**Brief**
Continue the sermon from the point where it stops.

Sermon: August 21, 2022

“Drinking With Your Donkey”

Jeremiah 1:4-10 (O.T. Reading)
4 The word of the Lord came to me, saying,
5 “Before I formed you in the womb I knew you,
    before you were born I set you apart;
    I appointed you as a prophet to the nations.”
6 “Alas, Sovereign Lord,” I said, “I do not know how to speak; I am too young.”
7 But the Lord said to me, “Do not say, ‘I am too young.’ You must go to everyone I send you to and say whatever I command you. 8 Do not be afraid of them, for I am with you and will rescue you,” declares the Lord.
9 Then the Lord reached out his hand and touched my mouth and said to me, “I have put my words in your mouth. 10 See, today I appoint you over nations and kingdoms to uproot and tear down, to destroy and overthrow, to build and to plant.”

Luke 13:10-17
With all of this talk about our environment and “going green” a preacher friend of mine decided to install sanitary hot air dryers in the rest rooms at his church, you know the kind I’m talking about? After two weeks he took them out. I asked him why and he confessed that they worked fine—they cut down on the cost of paper products and the trash output, but he went in a bathroom one day and found a sign that read: “For a sample of this week’s sermon push the button.” If you’ve come to worship today with wet hands you’ve come to the right place because I have some hot air in store for you!

**Supplied entries**
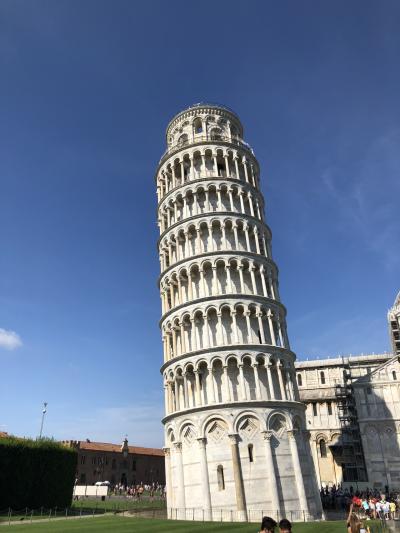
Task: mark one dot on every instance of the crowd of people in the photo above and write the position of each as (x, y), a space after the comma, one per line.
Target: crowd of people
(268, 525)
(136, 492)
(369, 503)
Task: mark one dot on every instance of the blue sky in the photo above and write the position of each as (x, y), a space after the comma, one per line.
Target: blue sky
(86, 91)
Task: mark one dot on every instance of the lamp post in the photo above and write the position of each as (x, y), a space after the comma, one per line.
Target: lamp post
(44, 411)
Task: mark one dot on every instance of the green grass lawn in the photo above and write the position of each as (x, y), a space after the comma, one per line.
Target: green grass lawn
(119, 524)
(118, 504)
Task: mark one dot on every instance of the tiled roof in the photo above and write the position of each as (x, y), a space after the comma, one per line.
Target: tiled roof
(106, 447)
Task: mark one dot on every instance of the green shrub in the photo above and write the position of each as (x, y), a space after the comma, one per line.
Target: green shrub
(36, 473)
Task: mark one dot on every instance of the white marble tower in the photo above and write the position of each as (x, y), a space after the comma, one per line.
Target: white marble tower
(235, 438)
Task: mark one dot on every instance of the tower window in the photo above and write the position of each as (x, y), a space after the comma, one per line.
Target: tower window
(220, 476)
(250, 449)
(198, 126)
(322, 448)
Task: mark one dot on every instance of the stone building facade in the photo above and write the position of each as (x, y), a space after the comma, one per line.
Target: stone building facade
...
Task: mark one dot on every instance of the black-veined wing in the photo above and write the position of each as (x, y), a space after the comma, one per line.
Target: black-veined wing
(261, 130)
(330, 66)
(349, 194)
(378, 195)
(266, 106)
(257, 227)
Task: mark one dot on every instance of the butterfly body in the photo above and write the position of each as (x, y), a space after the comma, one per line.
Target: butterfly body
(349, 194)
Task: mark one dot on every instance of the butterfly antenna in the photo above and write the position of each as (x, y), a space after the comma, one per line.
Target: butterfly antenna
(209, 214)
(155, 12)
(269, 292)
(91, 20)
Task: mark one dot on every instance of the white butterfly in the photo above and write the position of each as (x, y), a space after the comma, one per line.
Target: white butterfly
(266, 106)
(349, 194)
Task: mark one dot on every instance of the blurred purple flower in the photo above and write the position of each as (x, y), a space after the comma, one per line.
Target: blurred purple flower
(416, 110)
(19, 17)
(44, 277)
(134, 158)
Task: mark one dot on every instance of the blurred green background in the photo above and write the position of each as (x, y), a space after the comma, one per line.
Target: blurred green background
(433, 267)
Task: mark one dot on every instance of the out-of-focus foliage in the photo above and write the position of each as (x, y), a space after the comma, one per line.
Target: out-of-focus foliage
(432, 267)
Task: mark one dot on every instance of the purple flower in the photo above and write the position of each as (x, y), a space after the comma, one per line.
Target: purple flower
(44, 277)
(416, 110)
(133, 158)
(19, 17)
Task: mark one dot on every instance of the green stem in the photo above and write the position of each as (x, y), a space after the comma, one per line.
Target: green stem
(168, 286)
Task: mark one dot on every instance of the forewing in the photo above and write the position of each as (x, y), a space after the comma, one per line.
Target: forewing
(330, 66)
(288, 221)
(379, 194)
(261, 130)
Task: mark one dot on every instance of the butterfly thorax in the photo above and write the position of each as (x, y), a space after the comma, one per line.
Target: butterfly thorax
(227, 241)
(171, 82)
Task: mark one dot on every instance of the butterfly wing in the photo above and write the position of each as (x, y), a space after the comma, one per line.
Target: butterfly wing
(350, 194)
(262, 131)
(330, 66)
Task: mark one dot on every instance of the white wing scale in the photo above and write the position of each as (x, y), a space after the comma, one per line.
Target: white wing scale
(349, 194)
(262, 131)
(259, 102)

**Task result**
Luke 13:10-17 (Text)
10 On a Sabbath Jesus was teaching in one of the synagogues, 11 and a woman was there who had been crippled by a spirit for eighteen years. She was bent over and could not straighten up at all. 12 When Jesus saw her, he called her forward and said to her, “Woman, you are set free from your infirmity.” 13 Then he put his hands on her, and immediately she straightened up and praised God.
14 Indignant because Jesus had healed on the Sabbath, the synagogue leader said to the people, “There are six days for work. So come and be healed on those days, not on the Sabbath.”
15 The Lord answered him, “You hypocrites! Doesn’t each of you on the Sabbath untie your ox or donkey from the stall and lead it out to give it water? 16 Then should not this woman, a daughter of Abraham, whom Satan has kept bound for eighteen long years, be set free on the Sabbath day from what bound her?”
17 When he said this, all his opponents were humiliated, but the people were delighted with all the wonderful things he was doing.

One Biblical scholar described the world situation in 640 B.C. with the decline of Assyria and the rise of new military and political forces. Then he imagined himself as God looking over the troubled world and thinking, “What can I do about all of this? And God answering, “I know, I’ll make Jeremiah.”

And God said to Jeremiah, “Before I formed you in the womb, I knew you.” What an awesome statement. Awesome in its philosophical, theological and even moral implications. But also, in its implications for our daily lives, for God knew each of you before you were formed in your mother’s womb. How cool is that?

And God went on to say, “Before you were born I set you apart; I appointed you as a prophet to the nations.” From that word “nations” we can assume that God meant more than just the nation of Israel—that he would be appointed over many nations and many kingdoms.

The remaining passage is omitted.